-------- Text block --------

2. He insists anyone who plays the game should appreciate “The History of the Game.”
Buster Olney and Tim Kurkjian are proud as peaches to announce every night on SportsCenter that the last time there was an unassisted triple play and somebody ate 10 ice cream cones in the dugout was in 1927 during a game between the Oakland Hitler Mustaches and the Philadelphia Bicycles With One Big Wheel and One Small Wheels.
The first compliment they always tell about Mike Tyson in his prime, or Lebron James, is that he studies the history of the game. And who teaches this history? Former jock strap washers like Mitch Albom.
3. Everything must be fair.
This rule is by far the most prevalent. Sports writers are the kings of fair play. They are the dads that insist that their son is the next Ricky Henderson when he steals 2nd base in a rec league game where the catcher can’t even throw the ball from Home to 2nd in the first place.
In fact, there is no doubt that they could regale you with stories of their epic stab at shortstop against their rival newspaper’s softball team (I’ve been around sports writers my whole life, and trust me, I’ve heard too many of these to count.)

-------- Stored data --------

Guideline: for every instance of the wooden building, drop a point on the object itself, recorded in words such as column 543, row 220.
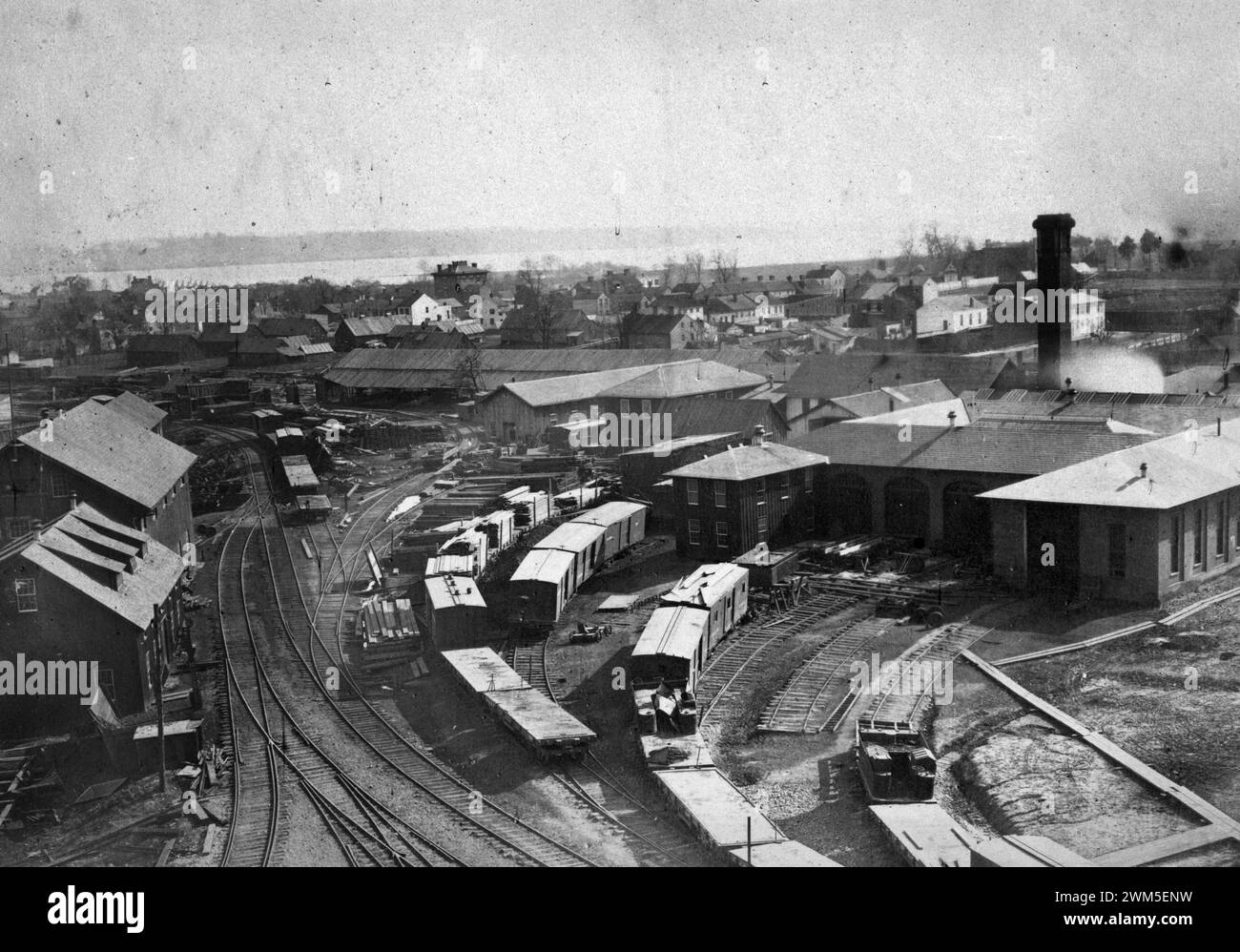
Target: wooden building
column 86, row 588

--------

**Work to complete:**
a: Quote from the sports-writers passage, starting at the words that contain "Buster Olney and" and stopping after "must be fair.".
b: Decide whether each statement agrees with the sports-writers passage, and support each yes or no with the deciding words quoted from it. (i) Mitch Albom is described as a former jock strap washer. (ii) The rule that everything must be fair is called the least common one. (iii) The game with the unassisted triple play is dated to 1927.
The data shown here has no role in this exercise.

**Task-by-task results:**
a:
Buster Olney and Tim Kurkjian are proud as peaches to announce every night on SportsCenter that the last time there was an unassisted triple play and somebody ate 10 ice cream cones in the dugout was in 1927 during a game between the Oakland Hitler Mustaches and the Philadelphia Bicycles With One Big Wheel and One Small Wheels.
The first compliment they always tell about Mike Tyson in his prime, or Lebron James, is that he studies the history of the game. And who teaches this history? Former jock strap washers like Mitch Albom.
3. Everything must be fair.

b:
(i) Yes: "Former jock strap washers like Mitch Albom."
(ii) No: "This rule is by far the most prevalent."
(iii) Yes: "was in 1927"